■ **What is required**
Exact reproduction of every entry is required.

■ **Dataset entries**
######

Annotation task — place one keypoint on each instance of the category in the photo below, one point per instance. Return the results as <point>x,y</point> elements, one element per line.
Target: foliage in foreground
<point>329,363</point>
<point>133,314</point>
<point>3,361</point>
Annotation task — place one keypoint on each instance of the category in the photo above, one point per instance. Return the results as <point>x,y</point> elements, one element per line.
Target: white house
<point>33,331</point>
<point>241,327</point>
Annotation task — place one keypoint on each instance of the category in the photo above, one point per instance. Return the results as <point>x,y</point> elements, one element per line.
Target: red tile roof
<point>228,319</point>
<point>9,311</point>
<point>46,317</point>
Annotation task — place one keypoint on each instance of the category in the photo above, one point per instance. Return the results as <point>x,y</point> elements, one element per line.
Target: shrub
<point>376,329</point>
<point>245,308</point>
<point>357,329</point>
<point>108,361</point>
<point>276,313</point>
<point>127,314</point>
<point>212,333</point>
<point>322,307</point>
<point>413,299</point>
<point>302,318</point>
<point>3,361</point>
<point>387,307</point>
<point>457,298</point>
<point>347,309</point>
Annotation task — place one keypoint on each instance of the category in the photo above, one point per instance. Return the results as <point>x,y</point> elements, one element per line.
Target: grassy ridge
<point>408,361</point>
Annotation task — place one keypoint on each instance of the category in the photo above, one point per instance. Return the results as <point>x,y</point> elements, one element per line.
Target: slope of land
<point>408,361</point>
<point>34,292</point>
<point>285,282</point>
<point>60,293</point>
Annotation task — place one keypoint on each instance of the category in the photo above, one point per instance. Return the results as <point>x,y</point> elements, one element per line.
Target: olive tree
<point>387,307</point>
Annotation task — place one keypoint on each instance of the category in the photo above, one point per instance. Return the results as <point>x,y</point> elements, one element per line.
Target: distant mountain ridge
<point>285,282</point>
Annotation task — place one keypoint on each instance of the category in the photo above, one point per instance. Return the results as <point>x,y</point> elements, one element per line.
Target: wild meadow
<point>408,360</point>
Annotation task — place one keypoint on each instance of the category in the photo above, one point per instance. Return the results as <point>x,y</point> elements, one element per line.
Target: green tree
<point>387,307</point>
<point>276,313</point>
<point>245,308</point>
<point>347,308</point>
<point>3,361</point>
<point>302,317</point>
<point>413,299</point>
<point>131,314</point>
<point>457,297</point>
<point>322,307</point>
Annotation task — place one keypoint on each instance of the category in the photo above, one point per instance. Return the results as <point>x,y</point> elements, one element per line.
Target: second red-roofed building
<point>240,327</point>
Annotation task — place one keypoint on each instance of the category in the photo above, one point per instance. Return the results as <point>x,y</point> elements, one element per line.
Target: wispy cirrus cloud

######

■ **Problem solution**
Annotation task — place one keypoint on each instance of the category in the photo below, one point per instance. Return the results as <point>x,y</point> elements, one element per line.
Target: foliage in foreground
<point>329,363</point>
<point>133,314</point>
<point>3,361</point>
Annotation task — place one keypoint on each instance of the category in the photo above, one point per instance. Return the results as <point>x,y</point> elements, one element per line.
Target: white house
<point>33,331</point>
<point>241,327</point>
Annotation task — place one keypoint on each instance of the category in the photo above, one point per instance. Return the results as <point>x,y</point> elements, one element per line.
Target: red tile roof
<point>228,319</point>
<point>9,311</point>
<point>46,317</point>
Annotation task — place one keypoint on each instance of the category in the photo above, one point per instance. Return the results as <point>x,y</point> elements, one element per line.
Target: shrub
<point>376,329</point>
<point>245,308</point>
<point>357,329</point>
<point>108,361</point>
<point>276,313</point>
<point>127,314</point>
<point>212,333</point>
<point>322,307</point>
<point>413,299</point>
<point>302,318</point>
<point>3,361</point>
<point>387,307</point>
<point>457,298</point>
<point>347,309</point>
Annotation task — place one keypoint on each instance of the category in the photo above, one point per instance. Return the results as <point>x,y</point> elements, one element per line.
Target: grassy ridge
<point>408,361</point>
Annotation task — place one keypoint on each instance of the category in the photo above, one point per instance. Return the results as <point>x,y</point> elements, one element per line.
Target: slope of land
<point>408,361</point>
<point>34,292</point>
<point>285,282</point>
<point>60,293</point>
Annotation task — place one keypoint on each instance of the category in the photo above, one point per instance. Return the results as <point>x,y</point> elements, one element per line.
Target: olive tree
<point>387,307</point>
Annotation task — place one keypoint on each instance of the category in the photo above, one point per instance. Return the results as <point>x,y</point> elements, one element per line.
Target: distant mountain ridge
<point>285,282</point>
Annotation task — place one keypoint on each instance of the category in the photo above, one point per instance. Return the results as <point>x,y</point> elements, one element per line.
Target: wild meadow
<point>408,360</point>
Annotation task — place one keypoint on each instance of the category in the photo above, one point per instance. Return the results as <point>x,y</point> elements, one element per line.
Target: green tree
<point>387,307</point>
<point>276,313</point>
<point>245,308</point>
<point>347,308</point>
<point>3,361</point>
<point>302,317</point>
<point>413,299</point>
<point>131,314</point>
<point>457,297</point>
<point>322,307</point>
Annotation task — place one keypoint on each instance of the category in the photo above, one point per instance. Return the results as <point>x,y</point> elements, one element per line.
Target: second red-roofed building
<point>240,327</point>
Annotation task — place one keypoint on each instance of the category in the photo above, one point per instance. Return the results as <point>x,y</point> elements, one element per line.
Target: wispy cirrus cloud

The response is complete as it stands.